Rewrite the film review from "What differences there are, however, are telling" to "to Hideaki Anno?", inclusive, with "in chronological order" in place of "linearly".

**DOCUMENT EXCERPT**
________

What differences there are, however, are telling of Anno’s newer approach. Gone is, for instance, the use of flashback to tell the story of Shinji’s first battle. It is now told linearly. The beast-like nature of the Eva is much, much more obvious and brutal in that battle, as well. There is no more flashing text a la Godard, either. Shinji himself comes off as subtly different, too; he is still the same self-loathing, needy boy but receives a very different kind of encouragement which he takes to heart much earlier–“you are not alone,” which dovetails beautifully into the existing plotline of episodes 5-6 (the Rei story, which was the first glimmer I had that his show was something different). Is this what marriage has done to Hideaki Anno?
What hasn’t changed, of course, are the infamous “pillow shots” of power lines, train tracks, roads, and other urban scenery. Nearly all the original show’s iconic shots are preserved, and watching this movie really reminded me of just how many iconic shots there were–of how incredibly stark and compelling the original was visually. Anno is still one of a kind.
In terms of voice acting–these are the same seiyuu, all around. It’s notable that Kotono Mitsuishi, the voice of Misato, sounds distinctly older now in playing that role than she did in the original series and movies. Megumi Hayashibara, however, slips back into Rei very comfortable, as does Megumi Ogata as Shinji (though, again, with a somewhat deeper tone than before). What differences there are, however, are relatively subtle and minor; they are simply apparent to someone who has watched the original multiple times and has learned the timbre of the original’s voices.
I remember thinking as I watched this that this would make fine introduction to Eva for a newcomer who hasn’t been exposed to a franchise, a much better one than the TV show in a way. The graphics are significantly upgraded. The emotional core is fully intact, and the dark weirdness of the show clearer and evident from the start. Of course, it will take a while until the rewritten saga is completed and from the “next episode preview” we are treated to, it appears that some very significant changes are coming: Eva 05? Eva 04? New pilots? Well, at least it promises fan service, like it did in the old days, a promise they are likely to keep–there are nipples in this version, for one, not to mention much more copious amounts of blood.
Watching this movie is like watching an upgraded version of your memories. You know exactly what scenes and happenings are supposed to occur, and they appear all the more vividly and completely than you remember. The characters are substantially the same, and yet have somewhat different nuances, like you’re discovering new facets of people you knew before. The same emotional chords are plucked once more, like in the rescue of Rei by Shinji at the end, and yet, even though you know exactly how it was to play out, this version is varied enough to feel like it’s earning it again for the first time. What are you supposed to feel in situations like this? Shock? Laughter? Tears?
“Why don’t you try smiling?” he asks. And I did. Make me smile again, Mr. Anno.
Final grades and ratings to be assigned upon the conclusion of the Rebuild saga, when it will be clearer just how different and/or worthwhile it has been.

________

Data records:
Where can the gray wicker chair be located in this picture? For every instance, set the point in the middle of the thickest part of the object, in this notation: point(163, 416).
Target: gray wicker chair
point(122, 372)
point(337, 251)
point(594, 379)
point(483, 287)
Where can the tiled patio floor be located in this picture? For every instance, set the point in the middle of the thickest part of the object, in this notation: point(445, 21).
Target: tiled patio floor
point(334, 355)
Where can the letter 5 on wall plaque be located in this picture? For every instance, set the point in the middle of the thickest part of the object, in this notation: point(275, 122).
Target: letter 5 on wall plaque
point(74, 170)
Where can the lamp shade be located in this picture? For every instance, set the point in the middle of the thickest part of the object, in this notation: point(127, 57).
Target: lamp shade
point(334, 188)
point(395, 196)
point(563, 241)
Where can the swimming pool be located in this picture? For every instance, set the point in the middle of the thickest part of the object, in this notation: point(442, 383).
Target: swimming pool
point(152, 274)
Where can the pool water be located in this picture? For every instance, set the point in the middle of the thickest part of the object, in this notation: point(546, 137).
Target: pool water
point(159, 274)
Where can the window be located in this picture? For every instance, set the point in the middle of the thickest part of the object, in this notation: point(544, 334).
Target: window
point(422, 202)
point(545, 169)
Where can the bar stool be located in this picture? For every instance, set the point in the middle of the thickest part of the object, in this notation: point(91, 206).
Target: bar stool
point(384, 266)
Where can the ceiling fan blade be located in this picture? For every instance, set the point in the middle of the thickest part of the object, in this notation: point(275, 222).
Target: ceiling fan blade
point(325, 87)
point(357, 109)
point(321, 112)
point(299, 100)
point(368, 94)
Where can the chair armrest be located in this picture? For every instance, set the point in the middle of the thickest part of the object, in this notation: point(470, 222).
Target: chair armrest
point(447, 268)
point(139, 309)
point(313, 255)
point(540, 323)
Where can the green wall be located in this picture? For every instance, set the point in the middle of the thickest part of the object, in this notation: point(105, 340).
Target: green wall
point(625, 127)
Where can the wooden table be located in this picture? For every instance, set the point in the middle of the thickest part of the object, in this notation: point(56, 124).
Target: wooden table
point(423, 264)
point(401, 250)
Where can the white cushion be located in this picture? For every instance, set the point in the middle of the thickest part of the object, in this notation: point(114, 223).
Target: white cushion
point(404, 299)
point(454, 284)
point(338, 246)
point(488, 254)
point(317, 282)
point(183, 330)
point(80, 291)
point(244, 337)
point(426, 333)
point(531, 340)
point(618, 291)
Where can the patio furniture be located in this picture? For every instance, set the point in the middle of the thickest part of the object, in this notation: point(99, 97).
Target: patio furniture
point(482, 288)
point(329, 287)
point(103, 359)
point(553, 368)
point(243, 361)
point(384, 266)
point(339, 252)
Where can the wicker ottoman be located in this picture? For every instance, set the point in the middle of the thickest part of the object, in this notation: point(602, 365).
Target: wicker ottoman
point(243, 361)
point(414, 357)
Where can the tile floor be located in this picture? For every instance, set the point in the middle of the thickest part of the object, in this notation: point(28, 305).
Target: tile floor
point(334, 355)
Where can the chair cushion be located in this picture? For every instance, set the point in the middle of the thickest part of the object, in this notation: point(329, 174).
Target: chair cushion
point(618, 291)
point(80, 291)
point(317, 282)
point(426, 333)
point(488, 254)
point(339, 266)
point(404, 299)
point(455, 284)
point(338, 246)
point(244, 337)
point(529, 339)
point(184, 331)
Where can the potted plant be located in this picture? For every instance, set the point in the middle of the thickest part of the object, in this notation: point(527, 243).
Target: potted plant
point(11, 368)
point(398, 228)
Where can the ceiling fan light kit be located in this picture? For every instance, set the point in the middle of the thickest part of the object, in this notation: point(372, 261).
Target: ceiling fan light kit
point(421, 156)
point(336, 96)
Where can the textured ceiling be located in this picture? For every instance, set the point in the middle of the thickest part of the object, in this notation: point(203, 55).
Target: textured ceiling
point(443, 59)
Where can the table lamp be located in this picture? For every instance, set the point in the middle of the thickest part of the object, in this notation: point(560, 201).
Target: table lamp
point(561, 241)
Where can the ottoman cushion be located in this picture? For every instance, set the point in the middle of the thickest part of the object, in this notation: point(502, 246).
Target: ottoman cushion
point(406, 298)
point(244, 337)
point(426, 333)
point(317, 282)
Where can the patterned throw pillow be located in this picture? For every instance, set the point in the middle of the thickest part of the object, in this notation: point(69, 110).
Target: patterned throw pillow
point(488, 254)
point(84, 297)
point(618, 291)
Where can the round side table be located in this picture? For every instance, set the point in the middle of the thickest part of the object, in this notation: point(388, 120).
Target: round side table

________

**EXERCISE SOLUTION**
What differences there are, however, are telling of Anno’s newer approach. Gone is, for instance, the use of flashback to tell the story of Shinji’s first battle. It is now told in chronological order. The beast-like nature of the Eva is much, much more obvious and brutal in that battle, as well. There is no more flashing text a la Godard, either. Shinji himself comes off as subtly different, too; he is still the same self-loathing, needy boy but receives a very different kind of encouragement which he takes to heart much earlier–“you are not alone,” which dovetails beautifully into the existing plotline of episodes 5-6 (the Rei story, which was the first glimmer I had that his show was something different). Is this what marriage has done to Hideaki Anno?